A case report of cyclosporine-induced myopathy with subacute
Cyclosporine A (CsA) is a potent immunosuppressive agent originally used to prevent rejection after organ transplantation but now more frequently used for treatment of refractory autoimmune diseases. It can induce adverse effects, such as nephrotoxicity, gastrointestinal reactions, and gingival hyperplasia whist myopathy with subacute muscular atrophy are rare.

A 55-year-old male patient with idiopathic membranous nephropathy treated with cyclosporine A at 3 mg/kg/d and prednisone at 0.5 mg/kg.d for more than 20 days, gradually developed lower limb weakness, which were progressively aggravated until he was unable to stand or walk. A physical examination show muscle atrophy of both lower extremities, which was more severe in the right thigh muscle than the left, decreased muscular tension of the limbs was also observed.

Light microscopy and Transmission electron microscopy of muscle (quadriceps femoris) biopsy revealed drug-induced myopathy rather than neurogenic damage. Cyclosporine was withdrawn and replaced with cyclophosphamide tablets, prednisone remain unchanged and other symptomatic therapies were also administered.

His bilateral thigh muscle atrophy showed improvement and lower limb weakness was obviously alleviated and he could stand and walk with the help of others 4 weeks later. Gradually, his thigh muscle atrophy was alleviated so that he was able to walk independently. After follow-up, no similar symptoms were found in the patients.
———
PROBLEM SET:
1. List every drug named in the case report.
2. In the case report, which muscle was biopsied?
3. Please output the case report's text from "A case report" up to and including "atrophy are rare.".
The items that come next have nothing to do with the case report.
———
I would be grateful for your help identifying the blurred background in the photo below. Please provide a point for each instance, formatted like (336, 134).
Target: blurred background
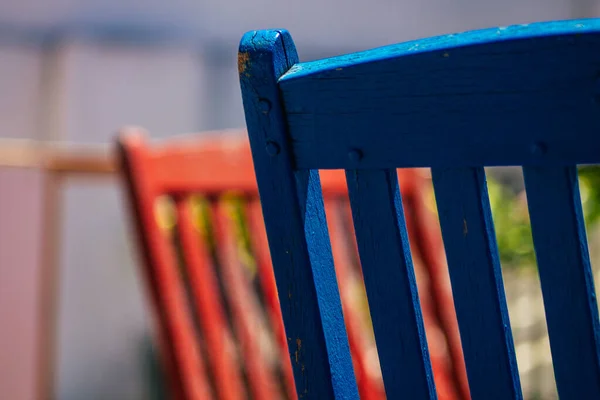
(77, 70)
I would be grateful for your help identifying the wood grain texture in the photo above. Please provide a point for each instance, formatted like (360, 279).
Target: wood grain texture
(566, 277)
(474, 265)
(295, 222)
(521, 95)
(390, 282)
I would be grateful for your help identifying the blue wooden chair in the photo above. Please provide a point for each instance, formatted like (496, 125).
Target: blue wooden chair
(525, 95)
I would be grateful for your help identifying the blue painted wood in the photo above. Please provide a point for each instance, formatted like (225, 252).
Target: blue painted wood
(296, 227)
(522, 95)
(474, 266)
(566, 277)
(390, 282)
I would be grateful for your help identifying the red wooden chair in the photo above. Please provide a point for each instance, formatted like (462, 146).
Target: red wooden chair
(219, 323)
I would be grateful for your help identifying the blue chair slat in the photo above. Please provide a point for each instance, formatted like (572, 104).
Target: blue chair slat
(526, 95)
(296, 227)
(566, 277)
(390, 282)
(474, 266)
(471, 99)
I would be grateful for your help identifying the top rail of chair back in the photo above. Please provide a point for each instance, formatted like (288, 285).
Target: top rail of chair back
(518, 95)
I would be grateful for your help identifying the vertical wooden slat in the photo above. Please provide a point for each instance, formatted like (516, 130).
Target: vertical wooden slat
(207, 302)
(472, 254)
(369, 389)
(295, 222)
(390, 281)
(247, 321)
(427, 239)
(566, 278)
(175, 318)
(186, 369)
(269, 286)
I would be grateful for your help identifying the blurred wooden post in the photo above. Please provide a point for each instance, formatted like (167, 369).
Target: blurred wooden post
(57, 163)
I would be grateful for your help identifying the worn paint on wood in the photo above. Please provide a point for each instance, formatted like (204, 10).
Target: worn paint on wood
(184, 166)
(296, 226)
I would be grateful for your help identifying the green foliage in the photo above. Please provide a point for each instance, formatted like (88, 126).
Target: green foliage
(511, 217)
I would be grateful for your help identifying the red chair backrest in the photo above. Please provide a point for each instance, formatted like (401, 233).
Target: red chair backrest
(220, 325)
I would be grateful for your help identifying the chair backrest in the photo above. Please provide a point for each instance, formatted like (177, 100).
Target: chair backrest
(206, 301)
(524, 95)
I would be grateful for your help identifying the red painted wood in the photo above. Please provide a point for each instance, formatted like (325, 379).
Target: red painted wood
(187, 371)
(267, 279)
(248, 322)
(180, 167)
(219, 343)
(370, 383)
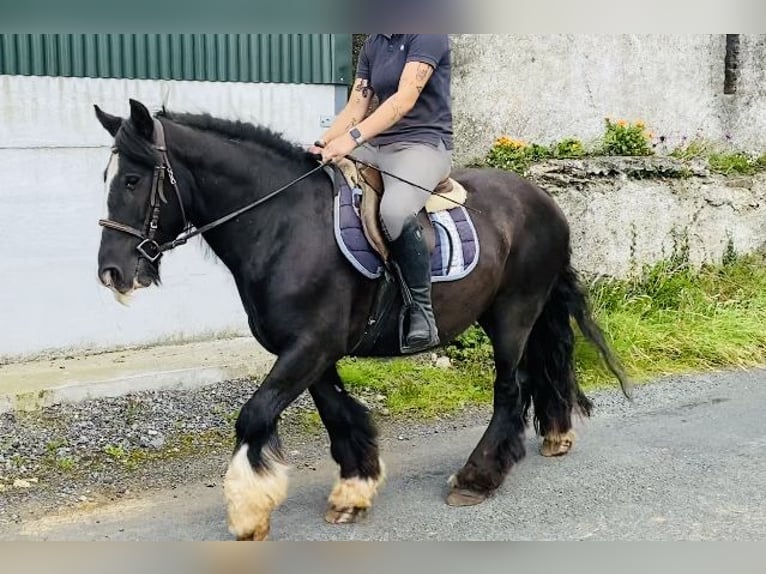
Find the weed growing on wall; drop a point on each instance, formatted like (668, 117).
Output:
(515, 155)
(736, 163)
(626, 138)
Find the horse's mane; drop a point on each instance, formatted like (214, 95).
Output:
(238, 131)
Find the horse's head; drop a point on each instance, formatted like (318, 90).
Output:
(143, 210)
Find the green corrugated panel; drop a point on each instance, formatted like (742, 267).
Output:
(284, 58)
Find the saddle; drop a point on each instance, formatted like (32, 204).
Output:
(448, 194)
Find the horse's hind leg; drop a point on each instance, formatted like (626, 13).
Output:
(508, 323)
(256, 480)
(353, 444)
(552, 385)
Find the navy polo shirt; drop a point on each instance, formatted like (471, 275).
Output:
(381, 62)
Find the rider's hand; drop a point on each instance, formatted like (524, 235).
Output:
(316, 148)
(338, 148)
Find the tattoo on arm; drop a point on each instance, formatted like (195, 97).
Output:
(363, 86)
(396, 109)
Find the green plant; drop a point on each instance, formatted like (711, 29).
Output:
(568, 148)
(65, 464)
(512, 155)
(730, 256)
(626, 138)
(693, 149)
(737, 162)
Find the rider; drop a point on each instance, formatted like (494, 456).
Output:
(408, 135)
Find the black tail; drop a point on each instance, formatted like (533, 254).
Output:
(548, 375)
(572, 291)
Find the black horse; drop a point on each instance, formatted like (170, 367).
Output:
(307, 305)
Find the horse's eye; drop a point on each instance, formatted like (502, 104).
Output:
(131, 181)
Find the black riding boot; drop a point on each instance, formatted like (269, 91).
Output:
(410, 253)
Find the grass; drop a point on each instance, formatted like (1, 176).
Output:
(417, 388)
(669, 319)
(674, 319)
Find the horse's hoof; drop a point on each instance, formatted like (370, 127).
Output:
(345, 515)
(555, 444)
(465, 497)
(258, 536)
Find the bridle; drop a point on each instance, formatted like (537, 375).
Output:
(149, 247)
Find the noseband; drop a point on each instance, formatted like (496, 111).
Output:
(149, 248)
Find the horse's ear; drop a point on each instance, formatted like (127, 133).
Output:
(142, 119)
(111, 123)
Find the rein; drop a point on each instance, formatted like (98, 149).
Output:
(149, 248)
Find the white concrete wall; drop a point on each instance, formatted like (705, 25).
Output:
(543, 88)
(52, 155)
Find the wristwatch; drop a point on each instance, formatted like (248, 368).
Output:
(357, 136)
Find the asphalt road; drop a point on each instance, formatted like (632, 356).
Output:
(684, 462)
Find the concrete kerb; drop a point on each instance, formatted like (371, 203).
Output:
(40, 383)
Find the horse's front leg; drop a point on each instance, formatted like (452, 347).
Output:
(354, 446)
(256, 480)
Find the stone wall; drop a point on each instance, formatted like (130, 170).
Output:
(627, 212)
(543, 88)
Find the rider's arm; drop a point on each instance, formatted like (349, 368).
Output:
(411, 83)
(354, 111)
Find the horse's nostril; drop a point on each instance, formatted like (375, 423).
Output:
(110, 276)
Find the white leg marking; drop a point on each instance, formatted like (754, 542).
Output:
(252, 496)
(352, 493)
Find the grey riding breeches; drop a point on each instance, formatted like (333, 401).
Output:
(421, 164)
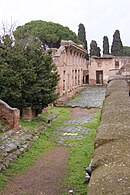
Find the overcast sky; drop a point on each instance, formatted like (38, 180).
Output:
(100, 17)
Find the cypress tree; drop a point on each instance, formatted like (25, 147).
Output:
(117, 46)
(94, 49)
(105, 45)
(82, 35)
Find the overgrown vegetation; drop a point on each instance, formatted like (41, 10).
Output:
(26, 69)
(49, 33)
(42, 144)
(80, 155)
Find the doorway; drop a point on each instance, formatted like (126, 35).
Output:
(99, 77)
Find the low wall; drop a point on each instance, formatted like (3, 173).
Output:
(111, 159)
(10, 116)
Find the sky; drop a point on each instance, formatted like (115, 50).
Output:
(100, 17)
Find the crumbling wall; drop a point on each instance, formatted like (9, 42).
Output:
(111, 160)
(10, 116)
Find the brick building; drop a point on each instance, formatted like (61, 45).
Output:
(71, 65)
(100, 68)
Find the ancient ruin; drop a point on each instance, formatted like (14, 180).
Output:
(110, 164)
(71, 64)
(100, 68)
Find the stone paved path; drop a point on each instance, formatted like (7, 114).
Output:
(46, 176)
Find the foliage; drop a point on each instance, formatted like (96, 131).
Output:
(105, 45)
(49, 33)
(117, 46)
(82, 35)
(25, 70)
(126, 51)
(39, 147)
(94, 49)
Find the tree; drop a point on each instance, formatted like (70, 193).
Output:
(94, 49)
(82, 35)
(105, 45)
(49, 33)
(126, 50)
(117, 46)
(28, 77)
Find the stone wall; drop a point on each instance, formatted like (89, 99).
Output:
(10, 116)
(71, 62)
(111, 159)
(106, 66)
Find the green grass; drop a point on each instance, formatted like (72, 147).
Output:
(39, 147)
(80, 158)
(80, 155)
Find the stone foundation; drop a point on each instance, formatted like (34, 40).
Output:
(110, 164)
(9, 116)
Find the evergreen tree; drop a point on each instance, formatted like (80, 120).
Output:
(94, 49)
(82, 35)
(105, 45)
(28, 77)
(117, 46)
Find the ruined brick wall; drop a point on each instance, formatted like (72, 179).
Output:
(10, 116)
(111, 160)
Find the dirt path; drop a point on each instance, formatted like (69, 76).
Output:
(44, 178)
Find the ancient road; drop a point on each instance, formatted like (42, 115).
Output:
(45, 177)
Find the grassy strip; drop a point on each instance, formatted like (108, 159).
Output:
(80, 158)
(41, 145)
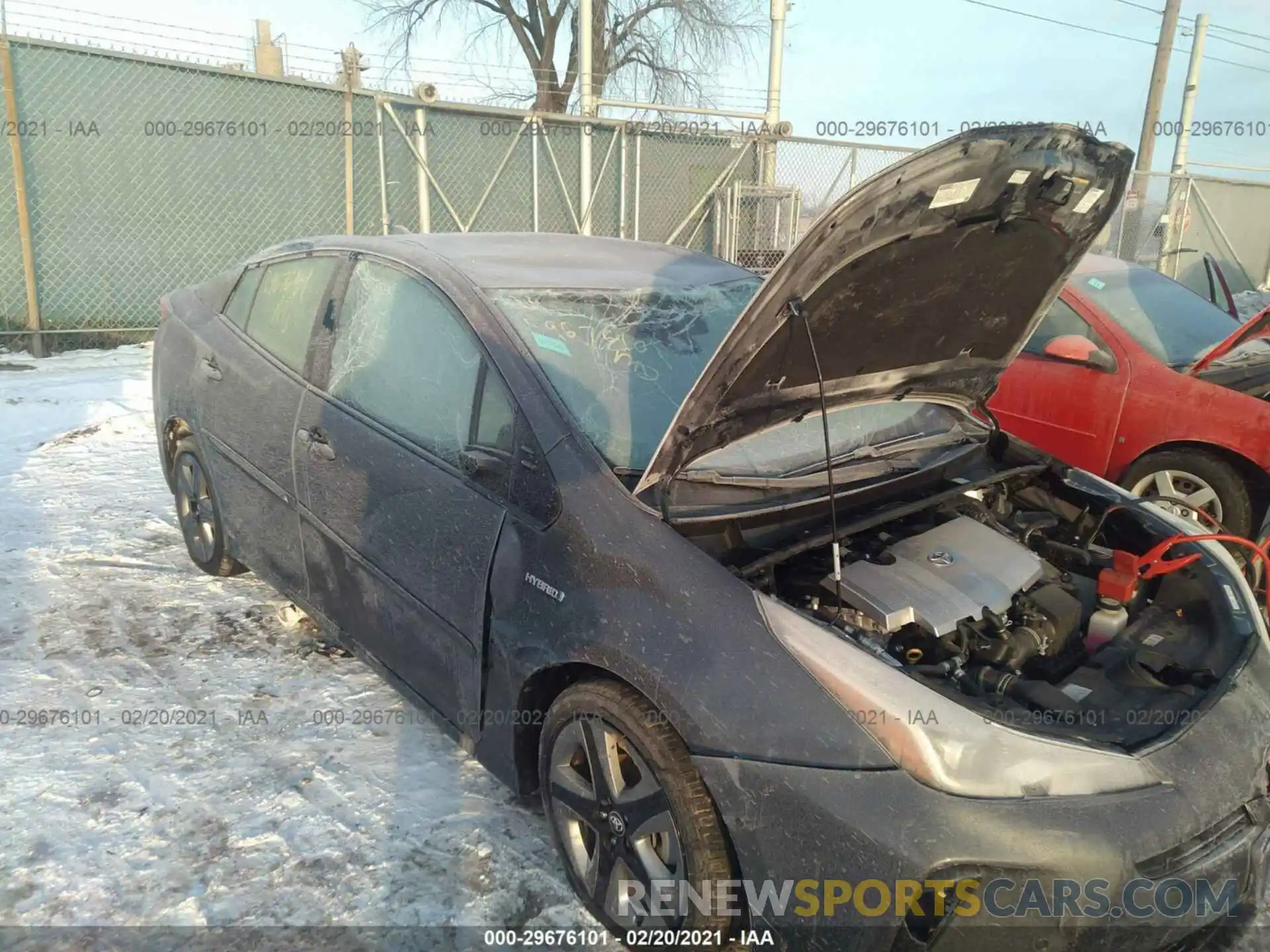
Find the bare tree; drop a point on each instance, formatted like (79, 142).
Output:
(653, 48)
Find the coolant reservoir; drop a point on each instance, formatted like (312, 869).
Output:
(1105, 623)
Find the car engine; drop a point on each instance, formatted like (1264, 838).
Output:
(992, 597)
(967, 580)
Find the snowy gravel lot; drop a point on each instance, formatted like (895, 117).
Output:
(261, 819)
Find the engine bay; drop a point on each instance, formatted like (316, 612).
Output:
(996, 597)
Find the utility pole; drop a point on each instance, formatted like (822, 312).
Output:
(773, 114)
(1177, 188)
(1189, 95)
(1155, 95)
(587, 102)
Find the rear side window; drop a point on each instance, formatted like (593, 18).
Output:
(240, 301)
(403, 356)
(286, 305)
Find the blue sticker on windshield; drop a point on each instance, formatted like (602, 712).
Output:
(552, 344)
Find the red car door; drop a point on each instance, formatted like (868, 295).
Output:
(1066, 408)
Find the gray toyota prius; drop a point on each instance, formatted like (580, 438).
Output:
(741, 576)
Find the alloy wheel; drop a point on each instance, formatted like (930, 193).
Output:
(614, 819)
(1187, 487)
(194, 508)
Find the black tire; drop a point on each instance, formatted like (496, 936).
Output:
(638, 730)
(1232, 493)
(198, 514)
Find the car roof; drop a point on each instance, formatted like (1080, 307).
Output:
(541, 260)
(1093, 264)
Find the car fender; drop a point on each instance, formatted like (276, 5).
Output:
(614, 590)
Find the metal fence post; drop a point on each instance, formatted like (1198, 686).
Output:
(421, 146)
(621, 188)
(384, 171)
(349, 60)
(538, 134)
(639, 143)
(19, 187)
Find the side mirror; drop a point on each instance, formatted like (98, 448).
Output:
(1072, 348)
(1218, 288)
(482, 462)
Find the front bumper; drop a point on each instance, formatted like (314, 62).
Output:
(807, 824)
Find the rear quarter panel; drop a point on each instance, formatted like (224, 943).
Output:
(173, 365)
(1166, 407)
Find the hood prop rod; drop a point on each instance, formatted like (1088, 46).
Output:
(798, 310)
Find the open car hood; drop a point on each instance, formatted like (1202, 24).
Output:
(926, 278)
(1257, 328)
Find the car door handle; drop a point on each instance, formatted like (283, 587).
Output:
(210, 368)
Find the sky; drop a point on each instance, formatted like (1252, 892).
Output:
(934, 63)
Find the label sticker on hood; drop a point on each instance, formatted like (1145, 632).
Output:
(954, 193)
(1087, 201)
(552, 344)
(1078, 692)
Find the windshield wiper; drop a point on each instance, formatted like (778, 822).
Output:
(882, 451)
(861, 470)
(863, 463)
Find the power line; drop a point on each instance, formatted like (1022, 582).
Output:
(1117, 36)
(1142, 7)
(116, 17)
(1238, 32)
(1061, 23)
(1236, 42)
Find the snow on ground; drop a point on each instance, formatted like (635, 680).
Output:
(244, 822)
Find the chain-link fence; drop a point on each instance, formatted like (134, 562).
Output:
(148, 175)
(1171, 222)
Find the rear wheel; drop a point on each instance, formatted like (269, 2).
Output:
(629, 811)
(1201, 481)
(198, 513)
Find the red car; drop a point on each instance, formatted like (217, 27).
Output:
(1137, 379)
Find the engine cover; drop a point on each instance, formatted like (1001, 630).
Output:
(939, 578)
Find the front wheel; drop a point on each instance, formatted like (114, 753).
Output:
(630, 814)
(198, 513)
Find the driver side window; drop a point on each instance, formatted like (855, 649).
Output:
(1060, 321)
———
COMPLETED EXERCISE:
1. Cyclosporine A, prednisone, cyclophosphamide

2. The quadriceps femoris.

3.
A case report of cyclosporine-induced myopathy with subacute
Cyclosporine A (CsA) is a potent immunosuppressive agent originally used to prevent rejection after organ transplantation but now more frequently used for treatment of refractory autoimmune diseases. It can induce adverse effects, such as nephrotoxicity, gastrointestinal reactions, and gingival hyperplasia whist myopathy with subacute muscular atrophy are rare.